(Entradas de regiões rotuladas)
•••

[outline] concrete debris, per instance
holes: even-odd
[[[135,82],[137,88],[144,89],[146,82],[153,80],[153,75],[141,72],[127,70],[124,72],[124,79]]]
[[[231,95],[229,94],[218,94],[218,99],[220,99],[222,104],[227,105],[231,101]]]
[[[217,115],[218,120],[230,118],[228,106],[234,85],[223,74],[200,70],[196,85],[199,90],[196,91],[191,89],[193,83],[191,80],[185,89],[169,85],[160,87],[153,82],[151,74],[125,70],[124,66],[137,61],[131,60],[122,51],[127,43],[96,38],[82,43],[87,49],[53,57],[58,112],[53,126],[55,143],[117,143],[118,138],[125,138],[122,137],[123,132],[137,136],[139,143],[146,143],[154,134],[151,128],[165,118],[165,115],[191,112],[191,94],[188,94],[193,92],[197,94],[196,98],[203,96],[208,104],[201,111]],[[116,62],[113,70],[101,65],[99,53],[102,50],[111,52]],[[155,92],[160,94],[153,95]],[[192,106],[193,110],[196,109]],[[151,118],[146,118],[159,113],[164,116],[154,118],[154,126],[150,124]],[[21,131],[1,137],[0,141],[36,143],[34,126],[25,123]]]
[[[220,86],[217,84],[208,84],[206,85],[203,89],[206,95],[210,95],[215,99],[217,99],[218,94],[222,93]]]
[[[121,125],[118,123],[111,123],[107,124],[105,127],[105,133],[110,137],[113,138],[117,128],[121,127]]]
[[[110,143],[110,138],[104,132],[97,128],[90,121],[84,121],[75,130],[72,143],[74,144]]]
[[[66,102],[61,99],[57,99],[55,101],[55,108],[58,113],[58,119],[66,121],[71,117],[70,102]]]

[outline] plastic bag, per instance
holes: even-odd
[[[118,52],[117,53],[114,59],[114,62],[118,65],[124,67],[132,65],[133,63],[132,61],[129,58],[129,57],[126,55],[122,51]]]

•••

# Instruções
Copie todas as entradas acima, linha por linha, sem alterar nada.

# Tarefa feita
[outline] concrete debris, per instance
holes: even-odd
[[[135,82],[137,88],[144,89],[146,82],[153,80],[153,75],[141,72],[127,70],[124,72],[124,79]]]
[[[231,95],[229,94],[218,94],[218,99],[220,99],[222,104],[227,105],[231,101]]]
[[[217,115],[218,120],[230,118],[228,106],[234,85],[223,74],[200,70],[196,85],[199,90],[196,91],[191,89],[193,83],[191,80],[185,89],[169,85],[160,87],[153,82],[151,74],[125,70],[124,66],[137,61],[131,60],[122,51],[127,43],[96,38],[82,43],[87,49],[53,57],[58,112],[53,126],[55,143],[117,143],[118,138],[125,138],[122,137],[123,132],[137,136],[139,143],[146,143],[154,134],[151,128],[165,118],[165,115],[191,112],[191,94],[188,94],[193,92],[197,94],[196,98],[203,96],[208,104],[201,111]],[[116,62],[113,70],[101,65],[99,53],[102,50],[111,52]],[[155,92],[160,94],[153,95]],[[192,106],[193,110],[196,109]],[[151,118],[146,118],[159,113],[164,116],[154,118],[154,126],[150,124]],[[21,131],[1,137],[0,141],[36,143],[34,126],[25,123]]]
[[[220,86],[217,84],[208,84],[206,85],[203,89],[206,95],[210,95],[215,99],[217,99],[218,94],[222,93]]]
[[[121,125],[118,123],[111,123],[107,124],[105,127],[105,133],[110,137],[113,138],[117,128],[121,127]]]
[[[110,143],[110,138],[104,132],[97,128],[90,121],[84,121],[75,130],[72,143],[74,144]]]
[[[66,102],[61,99],[57,99],[55,101],[55,108],[58,113],[58,119],[66,121],[71,117],[70,102]]]

[outline] plastic bag, per instance
holes: even-odd
[[[118,52],[117,53],[114,59],[114,62],[118,65],[124,67],[132,65],[133,63],[132,61],[129,58],[129,57],[126,55],[122,51]]]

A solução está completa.